• Prompt:
Convert everything from the line containing "Where can the man's ear" down to the end of the material into a Markdown table with the columns Row and Material line. Number each line in the Row column, and leave out any blank lines.

Location annotation dataset excerpts:

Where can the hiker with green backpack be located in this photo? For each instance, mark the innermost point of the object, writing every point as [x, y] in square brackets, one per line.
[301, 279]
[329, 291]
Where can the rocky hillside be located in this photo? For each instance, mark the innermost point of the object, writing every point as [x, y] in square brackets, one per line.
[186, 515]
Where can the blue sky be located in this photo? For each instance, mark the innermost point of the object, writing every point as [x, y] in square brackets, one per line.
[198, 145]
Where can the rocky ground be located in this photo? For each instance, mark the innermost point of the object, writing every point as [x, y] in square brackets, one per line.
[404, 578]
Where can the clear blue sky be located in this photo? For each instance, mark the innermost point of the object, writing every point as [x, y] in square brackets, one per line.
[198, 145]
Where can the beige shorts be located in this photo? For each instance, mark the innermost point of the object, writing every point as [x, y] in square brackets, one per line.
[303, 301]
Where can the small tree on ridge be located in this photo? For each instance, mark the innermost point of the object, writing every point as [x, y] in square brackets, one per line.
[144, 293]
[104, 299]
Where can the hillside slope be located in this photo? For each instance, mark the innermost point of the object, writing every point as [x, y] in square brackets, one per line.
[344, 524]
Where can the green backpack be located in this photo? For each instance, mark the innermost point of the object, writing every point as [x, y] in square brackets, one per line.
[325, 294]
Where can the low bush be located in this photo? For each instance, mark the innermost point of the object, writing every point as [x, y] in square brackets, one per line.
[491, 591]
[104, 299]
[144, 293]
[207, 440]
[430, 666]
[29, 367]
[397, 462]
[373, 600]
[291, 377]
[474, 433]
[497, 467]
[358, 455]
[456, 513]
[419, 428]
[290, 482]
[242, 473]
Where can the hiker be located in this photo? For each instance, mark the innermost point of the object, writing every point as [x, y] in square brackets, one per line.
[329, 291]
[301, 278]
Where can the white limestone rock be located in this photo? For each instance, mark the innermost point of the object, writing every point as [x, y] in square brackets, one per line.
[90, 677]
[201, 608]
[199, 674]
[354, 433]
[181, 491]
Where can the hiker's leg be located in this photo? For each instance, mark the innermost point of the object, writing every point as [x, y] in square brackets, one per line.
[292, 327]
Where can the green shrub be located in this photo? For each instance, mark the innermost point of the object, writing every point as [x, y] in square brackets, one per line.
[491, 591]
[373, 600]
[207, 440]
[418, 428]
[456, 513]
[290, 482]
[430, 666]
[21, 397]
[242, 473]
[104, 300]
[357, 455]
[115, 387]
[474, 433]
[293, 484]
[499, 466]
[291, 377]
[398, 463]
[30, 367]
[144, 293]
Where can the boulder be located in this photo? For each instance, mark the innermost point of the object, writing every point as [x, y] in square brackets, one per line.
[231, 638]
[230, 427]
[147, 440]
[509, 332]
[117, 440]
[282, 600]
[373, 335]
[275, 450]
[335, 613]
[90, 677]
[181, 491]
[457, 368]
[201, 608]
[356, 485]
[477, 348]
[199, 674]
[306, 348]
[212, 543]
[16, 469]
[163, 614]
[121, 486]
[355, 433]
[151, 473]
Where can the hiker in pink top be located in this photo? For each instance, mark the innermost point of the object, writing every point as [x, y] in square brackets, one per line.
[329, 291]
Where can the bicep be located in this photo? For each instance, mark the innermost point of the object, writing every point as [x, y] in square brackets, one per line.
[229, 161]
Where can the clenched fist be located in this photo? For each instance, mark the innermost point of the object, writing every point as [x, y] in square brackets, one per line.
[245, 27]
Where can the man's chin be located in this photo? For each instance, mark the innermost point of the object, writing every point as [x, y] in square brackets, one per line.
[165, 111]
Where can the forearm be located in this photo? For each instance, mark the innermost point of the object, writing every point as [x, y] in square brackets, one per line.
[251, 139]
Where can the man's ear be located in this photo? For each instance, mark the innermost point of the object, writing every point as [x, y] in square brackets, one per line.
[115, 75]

• Solution to this task:
| Row | Material line |
|---|---|
| 1 | Where can the man's ear be located in this photo? For each instance, mark the innermost point of the object, writing every point as [x, y] in square brackets, one per line. |
| 2 | [115, 75] |